— start TEXT PROVIDED —
ML_ex3: A Jupyter Notebook repository from Bishal44

ML_ex3 - "3.2.3: Next-word prediction (Language Modelling) using Deep Learning"

DATA - "Reuters-21578" - http://www.daviddlewis.com/resources/testcollections/reuters21578/

The data was originally collected and labeled by Carnegie Group, Inc. and Reuters, Ltd. in the course of developing the CONSTRUE text categorization system.

My (Gabor) suggestion how to proceed:

Continue to improve "Next_word_prediction_reuters_topic_Gabor.ipynb"
- TODAY: "Input data" part: add something like "soup.find(topic="trade" or "earn" or ...)" => in order to select titles that belong to 20 topics out of 135. It is key to come below ~7.000 documents (out of 21.000) to be able to run all potential scenarios without letting kernel to collapse. Simply the dataset is too big. Alternative is to import only the first 7-8 files from 21.
- TODAY: To test the performance of the training, it would be good to run it with some effort intensive setup, like LSTM (128) and 60 epochs and with row "history = model.fit(X, Y, validation_split=0.05, batch_size=50, epochs=60, shuffle=True).history" I expect that in worst case the calculation still finishes in 30 minutes.
— end TEXT PROVIDED —
— start STORED RECORDS —
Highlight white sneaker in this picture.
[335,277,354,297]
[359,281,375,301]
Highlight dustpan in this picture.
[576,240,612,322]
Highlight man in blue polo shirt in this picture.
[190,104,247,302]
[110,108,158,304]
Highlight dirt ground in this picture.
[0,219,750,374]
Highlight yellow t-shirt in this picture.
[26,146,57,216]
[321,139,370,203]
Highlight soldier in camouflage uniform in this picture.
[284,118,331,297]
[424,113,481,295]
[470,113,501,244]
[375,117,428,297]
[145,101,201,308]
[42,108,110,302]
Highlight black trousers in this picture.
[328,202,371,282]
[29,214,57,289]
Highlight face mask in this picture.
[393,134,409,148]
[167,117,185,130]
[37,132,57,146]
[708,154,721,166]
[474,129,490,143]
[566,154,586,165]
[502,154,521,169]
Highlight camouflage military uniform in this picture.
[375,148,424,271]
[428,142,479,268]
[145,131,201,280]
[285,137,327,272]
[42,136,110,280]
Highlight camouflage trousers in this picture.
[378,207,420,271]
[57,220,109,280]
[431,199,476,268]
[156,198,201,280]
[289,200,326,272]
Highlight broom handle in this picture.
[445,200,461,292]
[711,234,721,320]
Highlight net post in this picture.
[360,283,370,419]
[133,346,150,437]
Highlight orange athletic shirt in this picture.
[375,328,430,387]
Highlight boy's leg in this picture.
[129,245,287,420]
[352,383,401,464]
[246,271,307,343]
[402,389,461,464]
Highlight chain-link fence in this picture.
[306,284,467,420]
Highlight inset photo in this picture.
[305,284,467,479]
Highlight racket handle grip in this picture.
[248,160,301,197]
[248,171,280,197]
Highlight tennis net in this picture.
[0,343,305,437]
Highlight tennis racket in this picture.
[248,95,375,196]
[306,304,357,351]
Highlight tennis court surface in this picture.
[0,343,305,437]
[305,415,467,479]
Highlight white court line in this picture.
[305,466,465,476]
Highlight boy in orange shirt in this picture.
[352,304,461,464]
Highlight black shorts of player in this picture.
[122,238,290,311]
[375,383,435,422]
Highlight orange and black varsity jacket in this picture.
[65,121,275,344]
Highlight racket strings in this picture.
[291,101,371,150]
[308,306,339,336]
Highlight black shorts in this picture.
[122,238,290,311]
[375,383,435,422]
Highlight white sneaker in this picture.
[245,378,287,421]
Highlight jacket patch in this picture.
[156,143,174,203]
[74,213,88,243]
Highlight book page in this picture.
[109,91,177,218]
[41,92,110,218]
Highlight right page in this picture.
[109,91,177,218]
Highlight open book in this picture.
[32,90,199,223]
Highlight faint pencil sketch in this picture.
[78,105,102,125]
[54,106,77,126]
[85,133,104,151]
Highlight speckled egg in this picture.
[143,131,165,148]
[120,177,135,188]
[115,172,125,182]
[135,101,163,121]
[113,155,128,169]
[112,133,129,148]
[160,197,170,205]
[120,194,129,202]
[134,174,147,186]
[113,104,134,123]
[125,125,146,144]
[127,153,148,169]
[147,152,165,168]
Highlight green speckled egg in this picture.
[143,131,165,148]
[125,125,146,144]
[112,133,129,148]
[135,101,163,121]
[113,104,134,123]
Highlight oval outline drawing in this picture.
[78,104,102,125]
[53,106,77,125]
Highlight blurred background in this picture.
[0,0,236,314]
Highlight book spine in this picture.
— end STORED RECORDS —
WRITTEN PROBLEM 1 → In the ML_ex3 description, which organizations originally collected and labeled the data?
WRITTEN PROBLEM 2 → Echo the ML_ex3 description between "The data was" and "text categorization system.", inclusive.
WRITTEN PROBLEM 3 → Carry on the ML_ex3 description from the point where it stops.

EXPECTED OUTPUT 1 → Carnegie Group, Inc. and Reuters, Ltd.

EXPECTED OUTPUT 2 →
The data was originally collected and labeled by Carnegie Group, Inc. and Reuters, Ltd. in the course of developing the CONSTRUE text categorization system.

EXPECTED OUTPUT 3 →
- TODAY: The code should be reviewed from line "Save trained model" on and re-written => to have visualization component as well that we can generate per scenario and additionally it can evaluate 20-30 titles from the corpus. I have found one useful video for this: https://www.youtube.com/watch?v=_7V97SezCXI (from 0:40 seconds). My strong believe is that we only need to reuse the same code.
- TODAY: For the sentence evaluation part, we can use the already listed sentences shown in the penel before the one: "Creating a Prediction script".
TOMORROW: Potential hyperparameters for scenario generation (24/48 scenarios):
- Size of X and Y are given for training (I would not play around with this)
- Number of words in sequence (1 or 3 or 5), I assume it is "WORD_LENGTH = 5"
- Number of Epochs (20 or 32 or 64 or 128)
- Optimizer: 'optimizer' or 'adam'
- model.add(Embedding(vocab_size, 10, input_length=1)) # original: 5
What we collect as graph or table on the top:
- => Train/test/validation loss rate
- => Train/test/validation accuracy
- => Runtime
- => how accurate the answers are for the pre-defined sentences
  - as part of the evaluation we can compare the "correct answer" e.g. 6th word in the sentence vs. "next possible words: ['on', 'out', 'of', 'part', 'away']". So if the "correct answer" = first "next possible words" => high accuracy. If the "correct answer" = second "next possible words" => medium accuracy, etc.
  - Note: size of the ultimately used dataset or training dataset we can calibrate in the way not to run the training model multiple times for hours,
  - We can start to write the report based on the strucutre of the code and some tutorials and once the results from the training&evaluation are ready, we can write the conlcusion part.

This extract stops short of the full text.